What to do: What lines of the material hold the string "white"? Pull each of them out.

■ ■ ■

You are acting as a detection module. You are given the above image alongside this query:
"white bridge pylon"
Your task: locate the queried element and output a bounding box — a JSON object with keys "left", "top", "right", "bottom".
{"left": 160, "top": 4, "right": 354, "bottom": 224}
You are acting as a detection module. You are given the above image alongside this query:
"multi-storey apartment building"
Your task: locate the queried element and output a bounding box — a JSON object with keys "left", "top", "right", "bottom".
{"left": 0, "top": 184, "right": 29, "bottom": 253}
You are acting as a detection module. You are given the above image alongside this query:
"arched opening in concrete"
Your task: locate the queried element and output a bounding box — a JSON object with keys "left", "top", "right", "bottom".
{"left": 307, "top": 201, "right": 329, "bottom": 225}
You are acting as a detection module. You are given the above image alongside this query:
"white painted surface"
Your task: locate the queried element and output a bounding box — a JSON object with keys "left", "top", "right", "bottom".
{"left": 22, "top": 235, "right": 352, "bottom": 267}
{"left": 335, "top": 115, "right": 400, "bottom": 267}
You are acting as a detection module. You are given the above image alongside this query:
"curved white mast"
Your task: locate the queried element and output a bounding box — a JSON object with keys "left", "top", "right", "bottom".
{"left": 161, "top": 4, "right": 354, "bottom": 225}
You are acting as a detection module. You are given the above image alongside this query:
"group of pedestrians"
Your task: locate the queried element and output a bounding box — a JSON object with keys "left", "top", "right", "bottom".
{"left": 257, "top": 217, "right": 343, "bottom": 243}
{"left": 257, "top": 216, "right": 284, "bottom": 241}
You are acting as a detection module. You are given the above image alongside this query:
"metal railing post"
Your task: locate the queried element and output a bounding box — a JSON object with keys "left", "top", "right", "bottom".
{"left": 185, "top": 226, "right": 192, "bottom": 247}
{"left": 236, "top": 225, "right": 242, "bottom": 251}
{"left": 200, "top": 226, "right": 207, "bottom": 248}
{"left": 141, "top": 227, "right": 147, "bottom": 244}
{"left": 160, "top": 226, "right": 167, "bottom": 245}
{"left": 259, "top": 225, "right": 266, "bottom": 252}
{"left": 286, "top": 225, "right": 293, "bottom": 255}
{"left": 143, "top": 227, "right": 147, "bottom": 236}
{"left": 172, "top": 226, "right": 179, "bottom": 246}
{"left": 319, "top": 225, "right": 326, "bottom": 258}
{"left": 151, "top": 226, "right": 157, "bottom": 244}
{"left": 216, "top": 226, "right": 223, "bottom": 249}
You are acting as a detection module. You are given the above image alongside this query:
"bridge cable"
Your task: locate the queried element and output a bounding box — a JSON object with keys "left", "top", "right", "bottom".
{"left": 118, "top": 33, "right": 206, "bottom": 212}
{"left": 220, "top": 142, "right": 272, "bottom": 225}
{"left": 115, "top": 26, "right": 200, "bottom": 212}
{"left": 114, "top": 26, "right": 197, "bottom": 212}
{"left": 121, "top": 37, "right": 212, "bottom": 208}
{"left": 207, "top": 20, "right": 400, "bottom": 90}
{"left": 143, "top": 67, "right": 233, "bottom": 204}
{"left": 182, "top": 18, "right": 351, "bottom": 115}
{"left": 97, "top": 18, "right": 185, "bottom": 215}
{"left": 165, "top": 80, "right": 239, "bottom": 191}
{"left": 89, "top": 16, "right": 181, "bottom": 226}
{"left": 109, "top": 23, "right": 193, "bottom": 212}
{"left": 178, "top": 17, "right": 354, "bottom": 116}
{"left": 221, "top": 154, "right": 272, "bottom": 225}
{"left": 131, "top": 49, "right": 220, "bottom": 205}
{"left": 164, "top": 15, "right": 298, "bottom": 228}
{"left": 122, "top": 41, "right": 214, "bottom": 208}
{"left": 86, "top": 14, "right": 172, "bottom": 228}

■ ■ ■

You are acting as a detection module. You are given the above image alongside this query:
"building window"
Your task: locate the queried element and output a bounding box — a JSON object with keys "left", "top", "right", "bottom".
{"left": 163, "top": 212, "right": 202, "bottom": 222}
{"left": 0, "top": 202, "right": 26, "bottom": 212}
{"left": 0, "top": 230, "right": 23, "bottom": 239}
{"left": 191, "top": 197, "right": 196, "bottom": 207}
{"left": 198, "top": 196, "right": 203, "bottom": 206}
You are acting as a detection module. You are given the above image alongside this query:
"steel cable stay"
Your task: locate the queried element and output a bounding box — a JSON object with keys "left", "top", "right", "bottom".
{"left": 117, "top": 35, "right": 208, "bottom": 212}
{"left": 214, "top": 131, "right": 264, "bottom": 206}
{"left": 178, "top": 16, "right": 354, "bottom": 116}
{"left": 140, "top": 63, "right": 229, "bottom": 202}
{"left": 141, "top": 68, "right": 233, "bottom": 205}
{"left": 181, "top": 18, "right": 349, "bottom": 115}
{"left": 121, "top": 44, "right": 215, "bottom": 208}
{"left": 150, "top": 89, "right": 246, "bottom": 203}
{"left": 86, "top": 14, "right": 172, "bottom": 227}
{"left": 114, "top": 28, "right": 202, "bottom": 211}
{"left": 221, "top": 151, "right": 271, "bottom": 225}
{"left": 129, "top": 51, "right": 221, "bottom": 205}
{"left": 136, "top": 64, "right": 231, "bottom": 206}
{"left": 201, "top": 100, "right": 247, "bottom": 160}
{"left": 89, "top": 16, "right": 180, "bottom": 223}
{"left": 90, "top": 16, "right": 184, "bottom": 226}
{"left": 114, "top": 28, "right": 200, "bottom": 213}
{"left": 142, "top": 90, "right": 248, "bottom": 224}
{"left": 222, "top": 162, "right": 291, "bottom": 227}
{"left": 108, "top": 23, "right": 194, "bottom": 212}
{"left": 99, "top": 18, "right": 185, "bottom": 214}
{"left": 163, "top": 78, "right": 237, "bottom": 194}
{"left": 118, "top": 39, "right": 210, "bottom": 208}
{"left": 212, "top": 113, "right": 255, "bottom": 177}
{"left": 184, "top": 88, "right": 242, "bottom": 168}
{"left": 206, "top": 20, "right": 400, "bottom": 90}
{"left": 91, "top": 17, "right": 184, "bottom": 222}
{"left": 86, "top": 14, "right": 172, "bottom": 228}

■ ■ ■

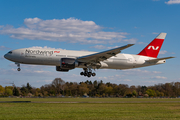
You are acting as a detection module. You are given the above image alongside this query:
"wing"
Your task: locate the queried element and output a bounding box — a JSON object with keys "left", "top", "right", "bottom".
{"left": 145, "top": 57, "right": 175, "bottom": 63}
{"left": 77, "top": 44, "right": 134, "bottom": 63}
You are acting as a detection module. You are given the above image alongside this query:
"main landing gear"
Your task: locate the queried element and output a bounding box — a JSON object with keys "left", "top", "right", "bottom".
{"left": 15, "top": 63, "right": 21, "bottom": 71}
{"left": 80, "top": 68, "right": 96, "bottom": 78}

■ ■ ■

Completed task:
"white bridge pylon"
"white painted surface"
"curved white mast"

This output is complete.